Given request 1: Return the passage of the PAI-Blade instructions starting with "export BLADE_AUTH_USE_COUNTING=1" and going on through "Deploy the model.", copied word for word.

Text excerpt:
--- Begin ---
Step 3: Load and run the optimized model

  1. Optional: During the trial period, add the following environment variable setting to prevent the program from unexpected quits due to an authentication failure:

    export BLADE_AUTH_USE_COUNTING=1
  2. Get authenticated to use PAI-Blade.

    export BLADE_REGION=<region>
    export BLADE_TOKEN=<token>

    Configure the following parameters based on your business requirements:

    • <region>: the region where you use PAI-Blade. You can join the DingTalk group of PAI-Blade users to obtain the regions where PAI-Blade can be used. For information about the QR code of the DingTalk group, see Install PAI-Blade.

    • <token>: the authentication token that is required to use PAI-Blade. You can join the DingTalk group of PAI-Blade users to obtain the authentication token. For information about the QR code of the DingTalk group, see Install PAI-Blade.

  3. Deploy the model.
    The model optimized by Blade is still a TorchScript model. Therefore, you can load the optimized model without switching environments.
    import blade.runtime.torch
    import detectron2
    import torch
    
    from torch.testing import assert_allclose
    from detectron2.utils.testing import (
        get_sample_coco_image,
    )
    
    pytorch_model = model_zoo.get("COCO-Detection/retinanet_R_50_FPN_3x.yaml", trained=True).eval()
    optimized_model = torch.jit.load('optimized.pt')
    
    img = read_image('./input.jpg')
    img = torch.from_numpy(np.ascontiguousarray(img.transpose(2, 0, 1)))
    
    with torch.no_grad():
        batched_inputs = [{"image": img.float()}]
        pred1 = pytorch_model(batched_inputs)
        pred2 = optimized_model(batched_inputs)
    
    assert_allclose(pred1[0]['instances'].scores, pred2[0].scores, rtol=1e-3, atol=1e-2)
--- End ---
Given request 2: Recast every line of the listing below as a Markdown table with two columns, n for the row number and Line for the line itself, leaving out any blank lines.

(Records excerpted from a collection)
--- Begin ---
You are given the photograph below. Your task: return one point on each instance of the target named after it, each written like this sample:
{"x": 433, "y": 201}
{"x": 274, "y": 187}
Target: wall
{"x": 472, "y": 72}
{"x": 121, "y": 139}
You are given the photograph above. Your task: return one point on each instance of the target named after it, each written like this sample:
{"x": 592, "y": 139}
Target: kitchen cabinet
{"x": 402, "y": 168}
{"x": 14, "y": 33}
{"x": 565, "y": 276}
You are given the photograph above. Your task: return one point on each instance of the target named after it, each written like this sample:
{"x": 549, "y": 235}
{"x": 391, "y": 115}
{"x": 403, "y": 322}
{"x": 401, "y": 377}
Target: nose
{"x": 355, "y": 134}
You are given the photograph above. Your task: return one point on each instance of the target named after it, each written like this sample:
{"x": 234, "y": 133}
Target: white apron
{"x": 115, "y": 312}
--- End ---
Task response 1:
export BLADE_AUTH_USE_COUNTING=1
  2. Get authenticated to use PAI-Blade.

    export BLADE_REGION=<region>
    export BLADE_TOKEN=<token>

    Configure the following parameters based on your business requirements:

    • <region>: the region where you use PAI-Blade. You can join the DingTalk group of PAI-Blade users to obtain the regions where PAI-Blade can be used. For information about the QR code of the DingTalk group, see Install PAI-Blade.

    • <token>: the authentication token that is required to use PAI-Blade. You can join the DingTalk group of PAI-Blade users to obtain the authentication token. For information about the QR code of the DingTalk group, see Install PAI-Blade.

  3. Deploy the model.

Task response 2:
| n | Line |
|---|---|
| 1 | You are given the photograph below. Your task: return one point on each instance of the target named after it, each written like this sample: |
| 2 | {"x": 433, "y": 201} |
| 3 | {"x": 274, "y": 187} |
| 4 | Target: wall |
| 5 | {"x": 472, "y": 72} |
| 6 | {"x": 121, "y": 139} |
| 7 | You are given the photograph above. Your task: return one point on each instance of the target named after it, each written like this sample: |
| 8 | {"x": 592, "y": 139} |
| 9 | Target: kitchen cabinet |
| 10 | {"x": 402, "y": 168} |
| 11 | {"x": 14, "y": 33} |
| 12 | {"x": 565, "y": 276} |
| 13 | You are given the photograph above. Your task: return one point on each instance of the target named after it, each written like this sample: |
| 14 | {"x": 549, "y": 235} |
| 15 | {"x": 391, "y": 115} |
| 16 | {"x": 403, "y": 322} |
| 17 | {"x": 401, "y": 377} |
| 18 | Target: nose |
| 19 | {"x": 355, "y": 134} |
| 20 | You are given the photograph above. Your task: return one point on each instance of the target named after it, each written like this sample: |
| 21 | {"x": 234, "y": 133} |
| 22 | Target: white apron |
| 23 | {"x": 115, "y": 312} |